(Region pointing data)
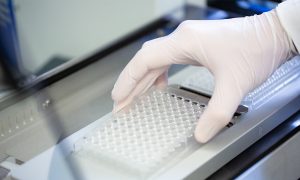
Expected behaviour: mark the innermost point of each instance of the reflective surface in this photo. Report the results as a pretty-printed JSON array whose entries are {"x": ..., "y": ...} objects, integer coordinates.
[{"x": 52, "y": 32}]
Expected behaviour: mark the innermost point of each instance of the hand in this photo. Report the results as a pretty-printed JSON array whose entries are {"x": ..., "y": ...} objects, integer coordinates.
[{"x": 241, "y": 53}]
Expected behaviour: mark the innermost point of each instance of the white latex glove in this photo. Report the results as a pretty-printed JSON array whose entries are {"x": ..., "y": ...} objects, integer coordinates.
[{"x": 241, "y": 53}]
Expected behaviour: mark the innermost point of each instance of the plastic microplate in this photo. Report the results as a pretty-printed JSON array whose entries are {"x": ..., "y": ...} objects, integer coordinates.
[{"x": 147, "y": 133}]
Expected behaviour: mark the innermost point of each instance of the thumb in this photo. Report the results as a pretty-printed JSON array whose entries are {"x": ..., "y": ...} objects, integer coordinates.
[{"x": 223, "y": 104}]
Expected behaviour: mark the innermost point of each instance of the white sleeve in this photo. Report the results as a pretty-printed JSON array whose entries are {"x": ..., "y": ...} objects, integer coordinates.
[{"x": 289, "y": 16}]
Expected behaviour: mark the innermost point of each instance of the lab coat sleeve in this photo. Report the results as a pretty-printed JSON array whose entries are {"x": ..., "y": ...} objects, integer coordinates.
[{"x": 289, "y": 16}]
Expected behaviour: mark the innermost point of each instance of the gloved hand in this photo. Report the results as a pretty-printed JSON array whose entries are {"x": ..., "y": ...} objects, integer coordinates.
[{"x": 241, "y": 53}]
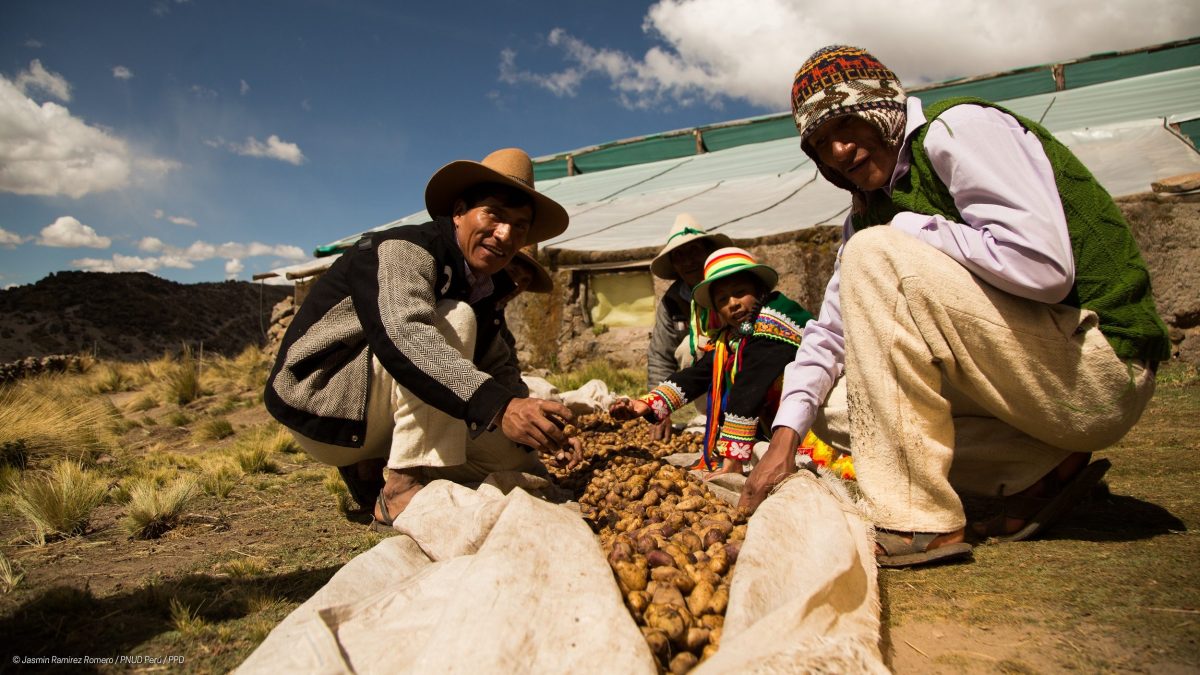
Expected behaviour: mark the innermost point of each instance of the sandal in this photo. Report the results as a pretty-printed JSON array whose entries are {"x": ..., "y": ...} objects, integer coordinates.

## DESCRIPTION OF THE TASK
Your task is to set down the records shown above exactly, minus any pictures.

## RESULT FOR THIS EXERCISE
Expected behaviour: mark the innermost point of each instance of the reflective surface in this photo. Report the results as a pretty-printed JSON array whose entries are {"x": ..., "y": ...} objects, integer coordinates.
[{"x": 52, "y": 32}]
Expected behaviour: mark the innermost point of each instance of the hand in this photo. Report the results as a pretty-printed JSON array whose entries are {"x": ..., "y": ...} objects, integer coordinates.
[{"x": 241, "y": 53}]
Expected behaviour: mark the innermost point of each instance of the white latex glove in this photo. Report the results as a pretty-printed JSON array whose entries are {"x": ..., "y": ...} objects, integer coordinates.
[{"x": 241, "y": 53}]
Expected behaviour: mark the innermost point of each instance of the plastic microplate in this photo. Report the results as a pretty-printed JSON array whose entries are {"x": ..., "y": ...} objects, integer coordinates.
[{"x": 147, "y": 133}]
Expected behaviour: mark the innermost point of each instance of the thumb in this photo. Report the results as a pretty-printed JSON array whose entries are {"x": ..., "y": ...} objects, integer coordinates.
[{"x": 223, "y": 104}]
Expected behaviour: mark the innermost point of each instance of the white sleeve in this photo. Report the results as a pretty-printed JSON array whose entries are {"x": ..., "y": ...} objects, integer coordinates.
[{"x": 289, "y": 16}]
Expected behaviour: mark the innermost point of each instance of the lab coat sleeve in this photo. Report the results as a pretty-printed JSON array whose entries are {"x": ..., "y": ...} objects, integer coordinates.
[{"x": 289, "y": 16}]
Expected behaviour: mark the innermost point of each instance of the gloved hand in this photo. Report the results as a pretty-printed JSON array whose entries are {"x": ..., "y": ...} objects, integer coordinates.
[{"x": 241, "y": 53}]
Expected behaviour: mark the innermost point of each instance of the sandal in this photo. Report the results as a pretty-printed JSON array whose entries are {"x": ..., "y": ...} objects, integer coordinates.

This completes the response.